**WHAT THIS TASK INVOLVES**
Write each line out again exactly as written.

-- Start of DATASET ENTRIES --

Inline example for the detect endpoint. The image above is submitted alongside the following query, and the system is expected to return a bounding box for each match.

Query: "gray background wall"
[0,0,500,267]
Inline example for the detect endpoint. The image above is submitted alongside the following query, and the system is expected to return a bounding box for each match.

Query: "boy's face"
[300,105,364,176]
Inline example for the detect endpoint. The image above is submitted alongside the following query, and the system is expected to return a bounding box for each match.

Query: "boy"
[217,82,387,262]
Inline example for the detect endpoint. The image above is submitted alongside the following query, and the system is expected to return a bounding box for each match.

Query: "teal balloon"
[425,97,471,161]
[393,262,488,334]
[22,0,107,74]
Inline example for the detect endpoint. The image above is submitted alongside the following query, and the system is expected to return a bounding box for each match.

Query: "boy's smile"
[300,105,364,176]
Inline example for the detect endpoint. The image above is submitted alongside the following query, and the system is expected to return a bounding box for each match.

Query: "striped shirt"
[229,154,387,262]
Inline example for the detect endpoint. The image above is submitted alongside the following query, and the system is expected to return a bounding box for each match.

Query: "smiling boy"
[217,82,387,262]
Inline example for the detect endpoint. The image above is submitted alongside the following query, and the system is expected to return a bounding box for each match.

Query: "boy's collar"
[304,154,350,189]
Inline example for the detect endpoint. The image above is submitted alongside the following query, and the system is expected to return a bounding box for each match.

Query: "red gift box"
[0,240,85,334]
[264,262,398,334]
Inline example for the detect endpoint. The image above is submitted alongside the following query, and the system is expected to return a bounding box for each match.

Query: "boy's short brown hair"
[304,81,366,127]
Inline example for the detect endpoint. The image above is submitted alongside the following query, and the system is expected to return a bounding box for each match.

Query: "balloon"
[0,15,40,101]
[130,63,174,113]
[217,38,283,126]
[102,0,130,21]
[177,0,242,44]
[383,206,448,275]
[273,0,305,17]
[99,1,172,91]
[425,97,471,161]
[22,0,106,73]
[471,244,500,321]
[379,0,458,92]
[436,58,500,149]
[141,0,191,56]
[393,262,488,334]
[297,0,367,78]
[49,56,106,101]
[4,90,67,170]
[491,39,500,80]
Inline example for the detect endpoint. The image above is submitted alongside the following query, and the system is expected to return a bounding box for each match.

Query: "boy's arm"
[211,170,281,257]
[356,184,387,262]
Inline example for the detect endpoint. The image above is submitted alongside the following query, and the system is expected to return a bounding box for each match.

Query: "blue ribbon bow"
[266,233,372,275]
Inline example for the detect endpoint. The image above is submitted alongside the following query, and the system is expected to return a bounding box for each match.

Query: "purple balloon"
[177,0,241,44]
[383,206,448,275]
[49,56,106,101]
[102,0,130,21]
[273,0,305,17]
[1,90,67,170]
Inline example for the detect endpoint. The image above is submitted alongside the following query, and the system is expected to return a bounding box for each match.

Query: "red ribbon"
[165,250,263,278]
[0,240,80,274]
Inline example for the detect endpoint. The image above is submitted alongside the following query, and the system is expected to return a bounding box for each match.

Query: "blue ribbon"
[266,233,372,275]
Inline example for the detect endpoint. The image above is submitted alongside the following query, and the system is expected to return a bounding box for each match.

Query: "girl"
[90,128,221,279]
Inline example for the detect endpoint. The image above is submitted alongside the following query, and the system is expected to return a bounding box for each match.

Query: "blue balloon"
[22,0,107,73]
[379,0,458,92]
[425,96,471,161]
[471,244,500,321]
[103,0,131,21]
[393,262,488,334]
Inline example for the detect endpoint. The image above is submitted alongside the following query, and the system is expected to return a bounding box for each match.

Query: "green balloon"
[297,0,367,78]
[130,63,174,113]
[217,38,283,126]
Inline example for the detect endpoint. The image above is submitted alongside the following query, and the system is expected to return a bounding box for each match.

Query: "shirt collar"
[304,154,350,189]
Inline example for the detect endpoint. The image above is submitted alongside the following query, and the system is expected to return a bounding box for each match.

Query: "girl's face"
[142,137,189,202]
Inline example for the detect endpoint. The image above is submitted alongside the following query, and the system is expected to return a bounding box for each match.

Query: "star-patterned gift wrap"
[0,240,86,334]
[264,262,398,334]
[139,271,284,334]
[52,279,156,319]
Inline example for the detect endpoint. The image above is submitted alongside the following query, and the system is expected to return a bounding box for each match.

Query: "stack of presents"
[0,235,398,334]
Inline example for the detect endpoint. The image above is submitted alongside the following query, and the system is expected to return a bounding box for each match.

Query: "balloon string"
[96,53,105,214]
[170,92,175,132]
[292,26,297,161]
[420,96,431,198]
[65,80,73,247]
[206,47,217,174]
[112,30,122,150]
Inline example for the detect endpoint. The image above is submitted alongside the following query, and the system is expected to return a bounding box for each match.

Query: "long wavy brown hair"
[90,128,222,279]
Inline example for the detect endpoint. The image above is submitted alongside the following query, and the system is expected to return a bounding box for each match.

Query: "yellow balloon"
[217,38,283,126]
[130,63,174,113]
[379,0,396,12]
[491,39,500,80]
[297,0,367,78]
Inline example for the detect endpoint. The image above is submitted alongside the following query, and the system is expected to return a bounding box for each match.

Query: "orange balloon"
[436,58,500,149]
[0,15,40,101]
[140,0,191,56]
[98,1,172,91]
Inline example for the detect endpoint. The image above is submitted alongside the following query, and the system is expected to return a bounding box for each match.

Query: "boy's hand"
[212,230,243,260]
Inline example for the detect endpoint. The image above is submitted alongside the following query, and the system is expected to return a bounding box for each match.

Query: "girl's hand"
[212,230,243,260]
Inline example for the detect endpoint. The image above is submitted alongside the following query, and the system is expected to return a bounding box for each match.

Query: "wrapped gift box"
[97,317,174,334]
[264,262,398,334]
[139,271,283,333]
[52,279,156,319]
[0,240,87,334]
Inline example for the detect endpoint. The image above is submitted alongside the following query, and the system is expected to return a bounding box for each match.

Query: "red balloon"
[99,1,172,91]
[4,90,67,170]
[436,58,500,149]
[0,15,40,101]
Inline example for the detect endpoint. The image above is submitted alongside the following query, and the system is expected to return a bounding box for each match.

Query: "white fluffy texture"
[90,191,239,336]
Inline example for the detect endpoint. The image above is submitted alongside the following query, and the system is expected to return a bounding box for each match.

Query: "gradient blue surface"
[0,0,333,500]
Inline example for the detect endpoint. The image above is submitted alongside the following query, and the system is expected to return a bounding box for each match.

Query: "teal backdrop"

-- End of DATASET ENTRIES --

**EXPECTED ANSWER**
Inline example for the detect endpoint. The image above is submitted alongside the following query, and the system is expected to return a bounding box for each match.

Query: "gray background wall"
[0,0,500,267]
Inline example for the detect endpoint. The image above is submitted alongside the following query, and the system is expected to return a bounding box for each match.

Query: "boy's face"
[300,105,364,176]
Inline example for the detect endpoint. The image above is submitted alongside the following query, and the system is expected to return a bounding box for each match.

Query: "boy"
[217,82,387,262]
Inline example for the detect endpoint. The image above is submitted alongside the following query, and the system is expected to return a bounding box for each match.

Query: "teal balloon"
[425,97,471,161]
[393,262,488,334]
[22,0,107,74]
Inline example for the detect endpoint. The image above is submitted alongside the following query, and the system is expected to return a bounding box for each match.

Query: "boy's smile"
[300,105,364,176]
Inline example for the detect endpoint. The image above is submitted alongside the following query, and the system is expected to return a bounding box for each match.

Query: "striped shirt"
[229,154,387,262]
Inline example for the detect endpoint. The image above is submitted alongside the following query, and the system is expected to return a bounding box for each match.

Query: "smiling boy"
[217,82,387,262]
Inline example for the detect endpoint. The image above is submitted alongside the following query, and the system is expected to return a bounding box for each match.

Query: "boy's collar"
[304,154,350,189]
Inline example for the detect endpoint. The image above is submitted alongside the following query, and the system is expected to return a bounding box for each match.

Query: "red gift box"
[0,240,85,334]
[264,262,398,334]
Inline example for the detect endpoint. The image above is submitted alongside the following query, and the system is expected to return a bounding box for each match.

Query: "boy's short brown hair"
[304,81,366,127]
Inline example for the detect endpoint. The image above is submitted alongside the following query, and the system is expected to return a bounding box for each match.

Query: "balloon"
[0,15,40,101]
[130,63,174,113]
[217,38,283,126]
[102,0,130,21]
[177,0,242,44]
[383,206,448,275]
[273,0,305,17]
[99,1,172,91]
[425,97,471,161]
[22,0,106,73]
[471,244,500,321]
[379,0,458,92]
[436,58,500,149]
[141,0,191,56]
[393,262,488,334]
[297,0,367,78]
[49,56,106,101]
[4,90,67,170]
[491,39,500,80]
Inline example for the detect endpoint. The image above is submitted alongside the following query, and the system is expected to return a bounding box for each match.

Query: "boy's arm"
[211,170,281,257]
[356,184,387,262]
Inline example for the detect endpoint. The image above is submitted alongside the following query, and the system is expected to return a bounding box for each match.

Query: "blue ribbon bow"
[266,233,372,275]
Inline example for the detect endpoint. The image above is submitted alongside the following query, and the system is expected to return a bounding box for each match.

Query: "purple balloon"
[177,0,241,44]
[383,206,448,275]
[49,56,106,101]
[102,0,130,21]
[273,0,305,17]
[1,90,67,170]
Inline example for the detect endpoint. The image above is submitted alongside the following query, and the system is expected to return a bounding box for each match.

Query: "red ribbon"
[165,250,263,278]
[0,240,80,274]
Inline example for the detect endpoint. The image above is submitted alongside the following query, and the system is expected to return a bounding box for each match.

Query: "blue ribbon"
[266,233,372,275]
Inline example for the detect endpoint. The image above is submitted alongside the following query, and the system is expected to return a bounding box for each match.

Query: "girl"
[90,128,221,279]
Inline example for the detect endpoint. The image above is submitted alongside the following query, and the system is expected to return a bounding box for each match.

Query: "blue balloon"
[22,0,107,73]
[379,0,458,92]
[425,96,471,161]
[471,244,500,321]
[103,0,131,21]
[393,262,488,334]
Inline example for the detect endpoint. The image above is submitted alongside the following query, and the system is expected to return a bounding box for each match.

Query: "green balloon"
[297,0,367,78]
[130,63,174,113]
[217,38,283,126]
Inline example for the detect endpoint. The image above is submitted alongside the following query, and the system is expected to return a bounding box for each match.

Query: "shirt collar"
[304,154,350,189]
Inline example for the detect endpoint. The image above is submitted alongside the following query, and the system is expected to return a bounding box for each match.

Query: "girl's face"
[142,137,189,202]
Inline example for the detect endpoint. The image above is submitted alongside the following query, and the system is expected to return a bounding box for each match.

Query: "star-patterned gift wrap"
[0,240,86,334]
[264,262,398,334]
[139,271,284,334]
[52,279,156,319]
Inline example for the detect endpoint. The image above is submitted alongside the following query, and the system is expected to return a bounding box for each match.

Query: "stack of presents"
[0,235,398,334]
Inline example for the detect endpoint. The image above is submitted alongside the following query, and the system is expected to return a bounding box for each match.

Query: "balloon string"
[96,53,105,214]
[170,92,175,132]
[292,26,297,161]
[420,96,431,198]
[65,80,73,247]
[206,47,217,174]
[112,30,122,150]
Inline example for the detect endpoint. The image above is submitted alongside the following query, and the system is expected to return a bounding box for each match.

Query: "long wavy brown hair"
[90,128,222,279]
Inline example for the detect endpoint. The image above is submitted alongside the following query, and the system is expected to return a bounding box for each match.

Query: "yellow balloon"
[217,38,283,126]
[130,63,174,113]
[379,0,396,12]
[491,39,500,80]
[297,0,367,78]
Inline example for the detect endpoint. The image above is submitted alongside the following query, and the system is expected to return a bounding box for each match.

Query: "orange balloon"
[436,58,500,149]
[0,15,40,101]
[140,0,191,56]
[98,1,172,91]
Inline example for the detect endpoint. The image above is submitted alongside the following query, and the system is expected to return a bounding box for each match.

Query: "boy's hand"
[212,230,243,260]
Inline example for the detect endpoint. The image above is submitted alongside the following query, and the system is expected to return a bounding box for each match.

Query: "girl's hand"
[212,230,243,260]
Inline example for the detect endpoint. The image above is submitted alongside the following query, and the system is expected to return a bounding box for each match.

Query: "wrapped gift box"
[97,317,174,334]
[264,262,398,334]
[139,271,283,333]
[52,279,156,319]
[0,240,87,334]
Inline example for the detect endpoint. The image above is submitted alongside the following query, and the system is expected to return a bounding box for each match.

Query: "red balloon"
[99,1,172,91]
[4,90,67,170]
[436,58,500,149]
[0,15,40,101]
Inline example for the detect endpoint. The image above is submitted alongside the following query, and the system is expected to return a bounding box for each match.

Query: "white fluffy texture"
[90,191,239,336]
Inline example for the detect endpoint. The image above is submitted alongside the following query, and the system is expected to return a bounding box for each match.

Query: "gradient blue surface"
[0,0,333,500]
Inline example for the detect endpoint. The image above is submitted alongside the following query, and the system is expected to return a bounding box for each match.

Query: "teal backdrop"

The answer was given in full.